__Task instructions__. Below are the entries; output exactly the lines from the one containing "Need: a point" through the final line, inclusive.

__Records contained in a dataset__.
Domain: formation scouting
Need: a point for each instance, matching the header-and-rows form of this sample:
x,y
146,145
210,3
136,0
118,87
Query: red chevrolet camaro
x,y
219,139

__Your response__.
Need: a point for each instance, matching the header-and-rows form of this sample:
x,y
146,145
210,3
136,0
118,87
Query: red chevrolet camaro
x,y
219,139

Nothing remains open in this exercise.